§ **Reading passage**:
........

The Taliban want to be in Kabul by 11 September 2021. They don’t want to be in Kabul as tourists, or as Afghans seeking alms, but as rulers of a country they lost almost two decades ago. They want to regain control before the 20th anniversary of the event that cost them power, the Al-Qaeda perpetrated terrorist attacks on New York and Washington on that date in 2001.The Taliban leadership paid the price for hosting Al-Qaeda in Afghanistan, as they should have. And if anyone in the world believes Taliban have learnt their lesson and the same shan’t be repeated they are only fooling themselves, for the new cadres couldn’t care less what the world thinks.

The Taliban began their military upsurge at the beginning of 2020 once Donald Trump made it clear he wanted American troops out of Afghanistan, and for which he was willing to negotiate with the Taliban, a globally designated terrorist group! The image of Americans and the Taliban negotiating sent a signal to the people of Afghanistan that they were dispensable and would have to fend for themselves. But like all military withdrawals, it was meant to be orderly, planned and with dignity that behoves a professional service. It was nothing of the sort, and in fact set the stage for the Taliban surge of last week. 
 
The Taliban success is directly proportionate to the speed of Washington’s vacation of military space in Afghanistan. And as with the oldest lesson in physics, nature does not entertain a vacuum. The same holds true for political and military power, both of which Taliban seek to deploy in Afghanistan. It is testimony to the ignorance of ground realities that early intelligence estimates had put Taliban success as probable by the end of the year. That date has been repeatedly drawn forward, to the point where nobody pays any attention anymore, for events on the ground make such estimates irrelevant. 
 
What is relevant, though, is that events have moved in such a manner they’ve made life difficult for those sitting on the fence. The rapidity of the Taliban’s surge and the ease with which government troops and supported militias are surrendering or vacating the space has put a big spanner into the spokes of those who believed Afghanistan was a political problem. It is a far more than that, and those without a sense of history, or the stomach, and the spine to support it, aren’t going to get a handle on it.

........

§ **Material shown**:
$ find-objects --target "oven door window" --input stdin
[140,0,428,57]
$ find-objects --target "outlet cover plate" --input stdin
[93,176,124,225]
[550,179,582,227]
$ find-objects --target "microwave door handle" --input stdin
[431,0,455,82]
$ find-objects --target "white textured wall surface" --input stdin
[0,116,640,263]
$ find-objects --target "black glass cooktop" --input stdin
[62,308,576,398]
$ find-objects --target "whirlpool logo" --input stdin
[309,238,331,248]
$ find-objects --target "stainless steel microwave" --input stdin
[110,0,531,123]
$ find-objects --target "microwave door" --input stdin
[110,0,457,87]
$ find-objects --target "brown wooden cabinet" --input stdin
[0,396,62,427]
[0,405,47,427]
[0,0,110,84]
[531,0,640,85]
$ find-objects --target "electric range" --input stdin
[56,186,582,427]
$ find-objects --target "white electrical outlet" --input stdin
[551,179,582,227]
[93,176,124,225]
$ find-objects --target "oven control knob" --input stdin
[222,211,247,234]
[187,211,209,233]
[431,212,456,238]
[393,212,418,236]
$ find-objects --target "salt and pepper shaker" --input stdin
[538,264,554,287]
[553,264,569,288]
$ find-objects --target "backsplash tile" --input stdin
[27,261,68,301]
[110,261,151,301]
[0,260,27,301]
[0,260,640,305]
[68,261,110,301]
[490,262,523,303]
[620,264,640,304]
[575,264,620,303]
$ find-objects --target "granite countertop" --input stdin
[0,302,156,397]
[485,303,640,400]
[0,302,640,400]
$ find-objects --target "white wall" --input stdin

........

§ **Work instructions**: According to the piece on the Taliban's advance, why do the Taliban want to be in Kabul by 11 September 2021? Answer in one to three sentences.

§ **Reply**: They want to regain control before the 20th anniversary of the Al-Qaeda attacks on New York and Washington on that date in 2001, the event that cost them power.